TASK OBJECTIVE >> Please render all of the data below as a two-column CSV with the headers text and answer, one row per entry. Wrap each field in double quotes and replace any line breaks with spaces.

──────── ENTRIES SHOWN ────────

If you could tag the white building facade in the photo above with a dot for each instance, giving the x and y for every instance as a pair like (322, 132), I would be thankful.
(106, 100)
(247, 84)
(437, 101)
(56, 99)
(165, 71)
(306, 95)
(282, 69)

────────

SOLUTION >>
text,answer
"If you could tag the white building facade in the photo above with a dot for each instance, giving the x and y for every instance as a pair like (322, 132), I would be thankful.","(106, 100) (247, 84) (437, 101) (56, 99) (165, 71) (306, 95) (282, 69)"